- _GIVEN PASSAGE_
>> Start
Just to let everyone know I found a great video camera and am now working on making a custom mount on a zip line. I am not bad at taking blocking notes and they are setup like Logos described but there are scenes where about 30 people rush on stage that I was hoping I could record. 

However, I think I probably will stay away from this idea since I am probably getting myself into more trouble if I did use it, but I am curious on just testing it out when I finish making the mount.

Thanks again everyone...


----------



## icewolf08 (Nov 2, 2007)

If you have points that are confusing, like having the entire cast come on at the same time, you are the stage manager, you can hold them, get the info you need and then move on. For a change like that you probably only need to know where they enter from and where then end up, which you could always as each person at a later time, there is no problem with that either. You are in charge, you can do what you ned to to get the information you need.


----------



## gafftaper (Nov 2, 2007)

Icewolf's right. When that scene is being blocked for the first time you yell out "HOLD PLEASE" and keep everyone where they are while you take down the notes you need. The actors and director need you to have those notes correct and they will wait for you. It's part of your job to get those things written down and it's completely ok for you to briefly stop time in order to get those notes you need.


----------



## BillESC (Nov 13, 2007)

Hi Gaff,

If you do decide to get a camera I'd recommend the Sony Evid 70. This little machine offers remote pan/tilt and zoom and is remarkable in low light situations.


----------
>> End
- _WRITTEN TASK A_
In the forum thread, which camera does BillESC recommend?

- _DATA_
>> Start
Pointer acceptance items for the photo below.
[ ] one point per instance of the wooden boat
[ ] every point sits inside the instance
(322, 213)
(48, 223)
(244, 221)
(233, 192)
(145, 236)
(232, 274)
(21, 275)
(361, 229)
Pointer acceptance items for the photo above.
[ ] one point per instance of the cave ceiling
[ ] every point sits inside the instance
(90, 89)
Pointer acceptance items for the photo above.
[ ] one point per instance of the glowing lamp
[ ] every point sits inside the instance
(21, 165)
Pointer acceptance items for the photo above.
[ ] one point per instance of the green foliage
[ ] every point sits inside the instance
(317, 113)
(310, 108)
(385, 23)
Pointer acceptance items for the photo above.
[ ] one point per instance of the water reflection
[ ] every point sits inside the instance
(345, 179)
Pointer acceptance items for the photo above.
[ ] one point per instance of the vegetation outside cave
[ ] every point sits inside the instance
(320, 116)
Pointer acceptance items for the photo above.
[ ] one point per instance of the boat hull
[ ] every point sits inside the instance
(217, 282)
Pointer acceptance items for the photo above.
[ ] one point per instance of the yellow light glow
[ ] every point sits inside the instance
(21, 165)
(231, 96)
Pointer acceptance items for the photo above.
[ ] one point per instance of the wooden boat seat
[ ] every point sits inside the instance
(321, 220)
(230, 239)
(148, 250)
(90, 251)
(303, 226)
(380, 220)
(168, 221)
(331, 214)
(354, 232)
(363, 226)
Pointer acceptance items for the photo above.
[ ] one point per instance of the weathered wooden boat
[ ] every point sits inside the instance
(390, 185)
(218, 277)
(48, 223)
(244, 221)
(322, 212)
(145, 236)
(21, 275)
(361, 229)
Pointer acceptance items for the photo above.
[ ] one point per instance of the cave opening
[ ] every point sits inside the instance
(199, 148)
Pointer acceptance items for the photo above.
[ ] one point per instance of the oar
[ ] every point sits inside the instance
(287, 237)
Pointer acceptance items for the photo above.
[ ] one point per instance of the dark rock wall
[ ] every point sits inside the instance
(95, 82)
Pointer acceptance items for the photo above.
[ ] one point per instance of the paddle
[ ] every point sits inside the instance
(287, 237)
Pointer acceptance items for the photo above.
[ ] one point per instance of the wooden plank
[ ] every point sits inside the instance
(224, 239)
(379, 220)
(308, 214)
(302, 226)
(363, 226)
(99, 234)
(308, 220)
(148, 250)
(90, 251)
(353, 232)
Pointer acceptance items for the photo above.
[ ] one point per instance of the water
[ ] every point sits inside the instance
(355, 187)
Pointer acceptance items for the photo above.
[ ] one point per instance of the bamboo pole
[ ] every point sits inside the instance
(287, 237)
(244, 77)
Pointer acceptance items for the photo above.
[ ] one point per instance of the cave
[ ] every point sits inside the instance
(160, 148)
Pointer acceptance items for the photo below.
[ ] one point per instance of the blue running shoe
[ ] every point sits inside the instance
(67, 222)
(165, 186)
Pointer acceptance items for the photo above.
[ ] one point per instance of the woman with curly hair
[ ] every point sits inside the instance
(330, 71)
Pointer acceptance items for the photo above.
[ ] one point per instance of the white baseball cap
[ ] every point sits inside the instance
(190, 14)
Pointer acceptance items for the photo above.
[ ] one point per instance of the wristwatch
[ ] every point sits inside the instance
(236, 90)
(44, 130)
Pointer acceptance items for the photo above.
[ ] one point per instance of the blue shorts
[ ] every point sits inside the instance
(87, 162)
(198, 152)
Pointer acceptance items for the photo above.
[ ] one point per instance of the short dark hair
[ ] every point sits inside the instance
>> End
- _WRITTEN TASK B_
How many lines of the records contain the string "wooden"? Case counts, and the reply should be the number alone.

- _WORKED SOLUTION A_
The Sony Evid 70.

- _WORKED SOLUTION B_
4